* [Задача A]:
Перепишите без изменений фрагмент текста о Григории Чудотворце, начиная со слов «IV. Григорий Чудотворец» и заканчивая словами «с его учителем.».
* [Задача B]:
Где, согласно тексту о Григории Чудотворце, была произнесена речь «Похвальное слово Оригену»?
* [Задача C]:
Продолжите текст о Григории Чудотворце после его последнего предложения.

* [Исходный текст]:
-----

IV. Григорий Чудотворец
1. В круг школы Оригена можно поместить и Григория, прозванного впоследствии «Чудотворцем»; от него дошла речь, озаглавленная «Похвальное слово Оригену», произнесенная, судя по всему, в Кесарии Палестинской, после долгого периода аскетической практики рядом с его учителем.
Само заглавие этого произведения позволяет нам понять, что Григорий являлся учеником великого Александрийца, а потому нет ничего нелогичного в предположении, что он в основном воспроизводил его концепции. Это так и есть, хотя некоторые ученые настолько подчеркивали это внешнее обстоятельство, т. е. ученичество Григория у Оригена, что, напротив, старались обнаружить в произведениях Оригена следы различных учений Григория. Автор похвального слова на самом деле среди прочего описывает, как происходил процесс преподавания, руководимый его учителем, какие авторы читались в школе Оригена, какие философские направления воспринимались, во всяком случае, в какой–то мере позитивно, а какие отвергались (в основном те же самые философские школы, которые позитивно воспринимались или же отвергались христианами со времен Иустина и «Разговора с Трифоном иудеем»). Допуская всё это, следует, однако, внимательно следить за тем, чтобы все творчество самого Григория не оказалось раздавленным под громадой творчества Оригена, тем более, что мы знаем, что Григорий написал некоторые другие произведения, дошедшие до нас, к сожалению, только во фрагментах или в искаженном виде с добавлением элементов более позднего происхождения; есть еще некоторые приписываемые ему сочинения, но они, несомненно, представляют собой фальсификации.

-----

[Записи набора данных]
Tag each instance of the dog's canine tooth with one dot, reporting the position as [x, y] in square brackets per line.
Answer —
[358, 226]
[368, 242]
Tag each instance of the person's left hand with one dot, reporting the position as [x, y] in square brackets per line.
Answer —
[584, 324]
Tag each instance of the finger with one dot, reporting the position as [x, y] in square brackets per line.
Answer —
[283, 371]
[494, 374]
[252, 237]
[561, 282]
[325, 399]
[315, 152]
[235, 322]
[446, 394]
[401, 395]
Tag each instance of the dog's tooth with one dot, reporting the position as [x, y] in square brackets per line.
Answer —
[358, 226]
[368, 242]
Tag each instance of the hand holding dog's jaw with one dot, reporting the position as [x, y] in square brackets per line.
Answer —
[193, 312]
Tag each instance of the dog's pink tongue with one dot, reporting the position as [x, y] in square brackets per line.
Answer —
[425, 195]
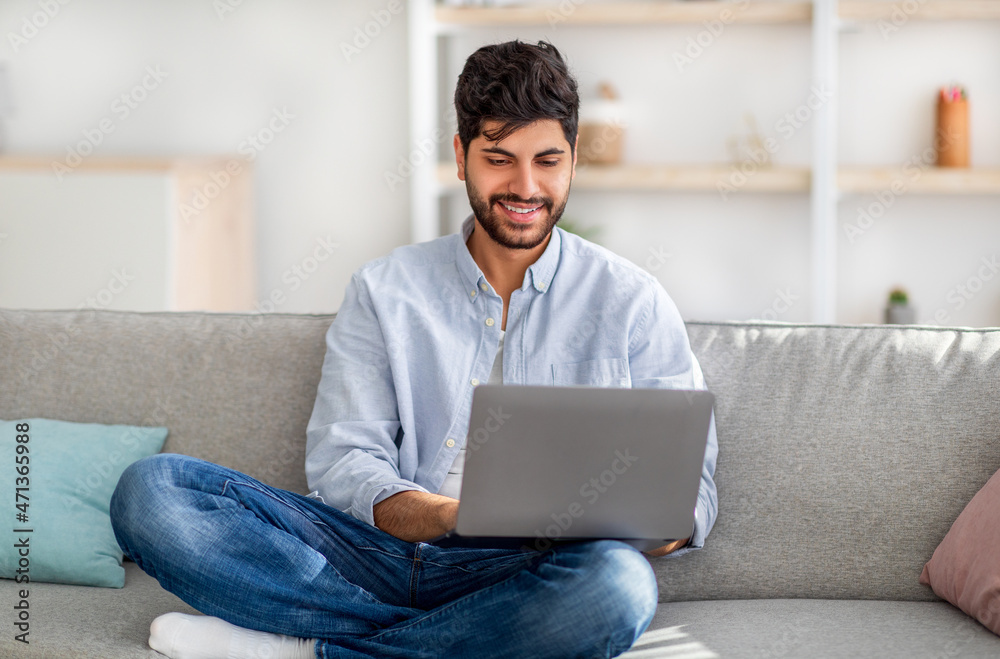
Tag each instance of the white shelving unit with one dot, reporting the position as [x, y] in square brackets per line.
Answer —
[824, 180]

-----

* [Ожидаемый ответ A]:
IV. Григорий Чудотворец
1. В круг школы Оригена можно поместить и Григория, прозванного впоследствии «Чудотворцем»; от него дошла речь, озаглавленная «Похвальное слово Оригену», произнесенная, судя по всему, в Кесарии Палестинской, после долгого периода аскетической практики рядом с его учителем.

* [Ожидаемый ответ B]:
Судя по всему, в Кесарии Палестинской.

* [Ожидаемый ответ C]:
Из вышеупомянутого «Похвального слова» мы узнаем множество интересных сведений, относящихся к культуре и общественной жизни времен Григория; философский аспект этого сочинения имеет своим средоточием в большей степени интересы морального и аскетического порядка, чем интересы строго «теоретические» (метафизические и богословские). Настойчивый призыв, восходящий к Платону, а значит, и к александрийской традиции — «уподобляться Богу», часто повторяется, но с некоторыми вариациями, и автор не ограничивается только провозглашением этой формулировки как таковой (см. II 10; IX 116); блистательным примером реализации подобного настойчивого призыва оказывается именно личность самого Оригена (II 13). Не обеспечивая постоянно свою собственную чистоту, невозможно заниматься философией, утверждает Григорий (VI 79), предваряя соответствующие жесткие требования Отцов–Каппадокийцев. Другая форма приуготовления, другая форма аскезы, наиболее действенным образом подводящая к занятиям богословия, состоит в изучении математики и астрономии, как это заявлялось уже Климентом Александрийским (VIII 114). Кроме того, перед душой стоит именно ей присущая задача концентрироваться на самой себе, печься о самой себе и о своих собственных возможностях, пренебрегая внешним миром (XI, 140—142). Тема, имеющая особое значение с аскетической и духовной точек зрения, имеет своим источником «Алкивиад I» Платона (132е); Григорий излагает её в IX 119 и в XI 142, подчеркивая, что человек должен очищать свою собственную душу, чтобы, «полируя» её, соделать блестящей, подобно зеркалу; только при условии достижения высокой степени чистоты, душа сможет созерцать в себе, как в зеркале, Ум Бога, который в ней отражается; это означает уже определенную форму «обожения» (άποθέωσις). В духе Оригена и в духе Александрийской школы в более широком смысле слова Григорий определяет и так называемые «важнейшие» добродетели (IX 122 и XII 149), сообразно с Платоном («Государство», 433ас). Однако терпение, будучи христианской добродетелью по преимуществу, должно рассматриваться как «мать всех добродетелей» (XII 149).
Григорий разделяет, как и Ориген, мир на два уровня: на уровень реальности преходящей и обреченной на разрушение и на уровень реальности всегда прочной и равной себе, относящейся к трансцендентному миру (II 12).
Тринитарная доктрина Григория содержит в себе некоторые скупые указания на отношения между Отцом и Сыном: Логос Бога печется обо всех вещах и управляет ими, осуществляя Свой промысел (IV 35—39); Он есть Истина, Премудрость и Сила Отца (IV 35), который теснейшим образом «соединен» с Сыном (IV 37).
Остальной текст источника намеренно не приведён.